#### BRANO FORNITO ####

“Siamo insieme da 50 anni e ci divertiamo ancora a suonare. Siamo fortunati, non ci siamo mai sciolti, così non abbiamo neanche dovuto fare una di quelle terribili reunion!”. Gerry Beckley - voce, chitarra e tastiere degli America - risponde al telefono dall’altro lato dell’Oceano con lo stesso timbro gentile che ha reso immortali hit come “I Need You”, “A Horse With No Name”, “Ventura Highway” e “Survival”. Ci racconta un bel po’ di aneddoti sulla storia della band, dagli esordi sospesi tra sogni americani e vita londinese, fino all’incontro con George Martin, il leggendario produttore dei Beatles, e all’evoluzione pop degli anni 80. E non vede l'ora di tornare in Italia, per i tre concerti in programma a ottobre (13 ottobre - Roma, Auditorium Conciliazione; 14 ottobre - Bologna, Teatro Auditorium Manzoni; 15 ottobre - Milano, Teatro Dal Verme).
Che cosa proporrete nei vostri live?
Tante hit, anzitutto: saranno la parte principale dello show, ma ci sarà anche spazio per altro materiale, incluso quello del nostro ultimo album “Lost & Found”, uscito nel 2015.
Il vostro suono è sempre stato molto classico e impermeabile alle mode. Per adeguarvi al nuovo millennio, avete cambiato qualcosa?
Sono cambiate essenzialmente le tecnologie, passare da analogico a digitale modifica le modalità di produzione di un disco. Ma scrivere una canzone, con la mente e con il cuore, è rimasta la stessa operazione di quando abbiamo iniziato. Il nucleo della nostra musica, insomma, è rimasto identico.Eravate figli di militari statunitensi, di stanza nel Regno Unito. La vostra America era più sognata o reale?
Quando sei figlio di militari in missione, ti sposti sempre in giro per il mondo e fai fatica a mettere radici in un paese. Però hai un sacco di storie da raccontare. Io, ad esempio, sono nato in Texas, ma mi hanno portato in Inghilterra quando avevo solo un anno. Così del Texas non avevo ricordi, solo qualche memoria di famiglia. Poi qualche anno dopo sono stato per un po’ in Nebraska. Ad esempio, “Ventura Highway” era basata sul ricordo di un periodo che avevo trascorso in California.

####

**REQUISITI:**
1/ Ritrascrivi senza modifiche il tratto dell'intervista agli America che si apre con le parole contenenti "Tante hit, anzitutto: saranno" e si chiude con "uscito nel 2015.".
2/ Prosegui l'intervista a Gerry Beckley degli America dal punto in cui termina.

#### ESTRATTO DEI DATI ####

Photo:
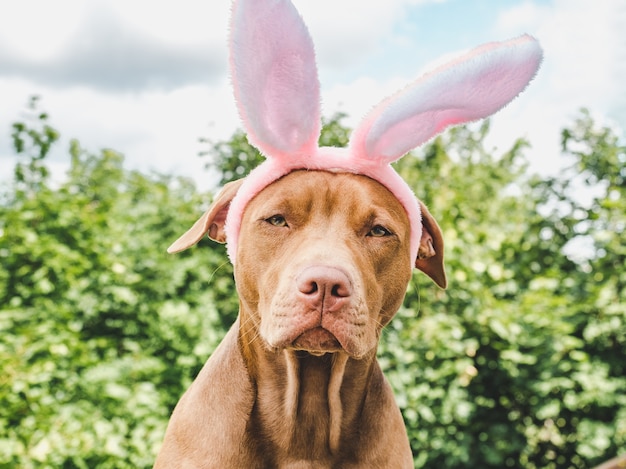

####

**RISPOSTE AI COMPITI:**
1/
Tante hit, anzitutto: saranno la parte principale dello show, ma ci sarà anche spazio per altro materiale, incluso quello del nostro ultimo album “Lost & Found”, uscito nel 2015.

2/
E poi c'era la musica che univa le due sponde dell'Atlantico...
Già. Amavano gruppi americani come Beach Boys e Buffalo Springfield. Io poi adoravo Neil Young: “Horse With No Name” indubbiamente deve molto a lui, e “After The Gold Rush” è uno dei miei album preferiti di sempre. Era buffo: vivevamo a Londra, ma assorbivamo ricordi e suoni dall’altra sponda dell’Oceano.
Folk, rock e pop sono sempre state le tre coordinate della vostra musica. Tre ingredienti tenuti sempre in perfetto equilibrio: merito della razionalità o dell’istinto?
Forse del caso, ancora più dell'istinto (ride). Credo che un gruppo sia sempre il prodotto delle menti e delle influenze di ognuno. Io, ad esempio, mi sono formato tra country e classica: i miei primi ricordi musicali sono legati a mia madre, che era appassionata di romanticismo russo, quindi Rachmaninoff, Tchaikovsky... Ero piccolo, non sapevo neanche di cosa si trattasse, ma quei suoni mi sono rimasti dentro. Poi da ragazzino mi sono appassionato alla British Invasion, quindi ho fatto un'indigestione di pop, ma anche di blues alla Animals.
“I Need You” è stata la prima canzone che ha scritto?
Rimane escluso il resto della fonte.